### Written instruction
Scale the data below starting at the line containing "Find the white" and ending at the line containing "[511, 0], [2, 0]]", both included, and give back only those lines. Multiply every polygon coordinate in the answers by 2.6 and round to whole numbers, halves up, while leaving the request lines and their format samples unchanged.

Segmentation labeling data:
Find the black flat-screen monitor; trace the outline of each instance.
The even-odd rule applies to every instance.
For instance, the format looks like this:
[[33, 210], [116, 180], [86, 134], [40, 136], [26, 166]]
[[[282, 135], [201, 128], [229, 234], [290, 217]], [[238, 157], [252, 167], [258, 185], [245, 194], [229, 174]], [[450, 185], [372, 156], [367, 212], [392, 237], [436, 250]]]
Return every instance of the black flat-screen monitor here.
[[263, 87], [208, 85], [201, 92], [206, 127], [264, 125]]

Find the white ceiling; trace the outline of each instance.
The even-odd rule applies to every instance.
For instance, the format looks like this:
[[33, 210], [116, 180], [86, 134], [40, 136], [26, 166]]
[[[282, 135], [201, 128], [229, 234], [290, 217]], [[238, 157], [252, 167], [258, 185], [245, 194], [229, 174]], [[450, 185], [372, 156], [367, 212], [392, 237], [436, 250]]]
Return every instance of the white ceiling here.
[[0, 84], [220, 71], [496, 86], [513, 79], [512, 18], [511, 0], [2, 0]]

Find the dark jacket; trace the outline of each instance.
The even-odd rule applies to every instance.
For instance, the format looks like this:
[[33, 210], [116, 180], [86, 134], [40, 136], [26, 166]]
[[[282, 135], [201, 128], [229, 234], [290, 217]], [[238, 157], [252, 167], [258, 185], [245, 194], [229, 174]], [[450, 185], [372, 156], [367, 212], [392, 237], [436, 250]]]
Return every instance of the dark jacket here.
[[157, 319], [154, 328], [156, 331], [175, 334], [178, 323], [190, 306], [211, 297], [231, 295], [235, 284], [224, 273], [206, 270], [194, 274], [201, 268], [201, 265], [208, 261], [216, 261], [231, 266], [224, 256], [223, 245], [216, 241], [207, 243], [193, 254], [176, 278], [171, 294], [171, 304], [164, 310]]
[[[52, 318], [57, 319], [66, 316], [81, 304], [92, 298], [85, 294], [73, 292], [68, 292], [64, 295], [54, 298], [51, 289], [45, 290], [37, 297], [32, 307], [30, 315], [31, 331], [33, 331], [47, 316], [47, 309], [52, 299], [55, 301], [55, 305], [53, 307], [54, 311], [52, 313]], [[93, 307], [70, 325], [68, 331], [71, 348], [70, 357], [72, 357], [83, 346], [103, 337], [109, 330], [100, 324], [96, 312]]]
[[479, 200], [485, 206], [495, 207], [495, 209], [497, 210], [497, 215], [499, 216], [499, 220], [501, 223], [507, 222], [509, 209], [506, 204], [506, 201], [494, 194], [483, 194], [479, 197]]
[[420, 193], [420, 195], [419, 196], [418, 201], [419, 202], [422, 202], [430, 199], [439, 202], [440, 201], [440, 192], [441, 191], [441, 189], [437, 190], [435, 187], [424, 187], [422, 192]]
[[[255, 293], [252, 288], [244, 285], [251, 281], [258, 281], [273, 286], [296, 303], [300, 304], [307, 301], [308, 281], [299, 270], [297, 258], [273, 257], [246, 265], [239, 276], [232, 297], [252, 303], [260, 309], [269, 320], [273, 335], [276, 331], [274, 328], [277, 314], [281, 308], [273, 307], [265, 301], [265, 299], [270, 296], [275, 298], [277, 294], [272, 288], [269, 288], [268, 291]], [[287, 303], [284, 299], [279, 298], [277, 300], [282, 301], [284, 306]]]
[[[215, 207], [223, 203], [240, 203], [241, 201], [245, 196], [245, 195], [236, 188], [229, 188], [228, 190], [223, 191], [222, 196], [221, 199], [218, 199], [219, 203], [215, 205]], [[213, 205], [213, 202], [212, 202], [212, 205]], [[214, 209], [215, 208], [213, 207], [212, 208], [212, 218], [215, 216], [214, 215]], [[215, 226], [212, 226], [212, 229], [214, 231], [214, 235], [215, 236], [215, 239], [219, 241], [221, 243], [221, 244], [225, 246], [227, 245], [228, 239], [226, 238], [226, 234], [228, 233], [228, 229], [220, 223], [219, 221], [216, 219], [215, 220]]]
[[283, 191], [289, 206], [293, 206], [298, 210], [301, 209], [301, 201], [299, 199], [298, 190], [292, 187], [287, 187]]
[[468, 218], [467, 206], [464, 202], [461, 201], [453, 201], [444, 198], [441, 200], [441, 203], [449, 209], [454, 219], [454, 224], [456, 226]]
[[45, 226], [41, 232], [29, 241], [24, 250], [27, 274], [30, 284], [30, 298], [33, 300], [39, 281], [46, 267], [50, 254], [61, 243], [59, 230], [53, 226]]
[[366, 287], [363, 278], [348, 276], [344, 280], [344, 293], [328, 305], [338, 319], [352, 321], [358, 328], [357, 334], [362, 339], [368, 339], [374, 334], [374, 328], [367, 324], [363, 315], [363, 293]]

### Result
Find the white ceiling; trace the outline of each instance.
The even-odd rule applies to every instance.
For instance, the format looks like this:
[[33, 210], [116, 180], [86, 134], [40, 136], [26, 166]]
[[[282, 135], [201, 128], [229, 234], [290, 217]], [[238, 157], [252, 167], [258, 185], [245, 194], [229, 174]], [[450, 185], [372, 156], [367, 212], [392, 237], [436, 250]]]
Return every instance of the white ceiling here.
[[0, 218], [572, 185], [1290, 224], [1334, 205], [1331, 47], [1329, 0], [5, 0]]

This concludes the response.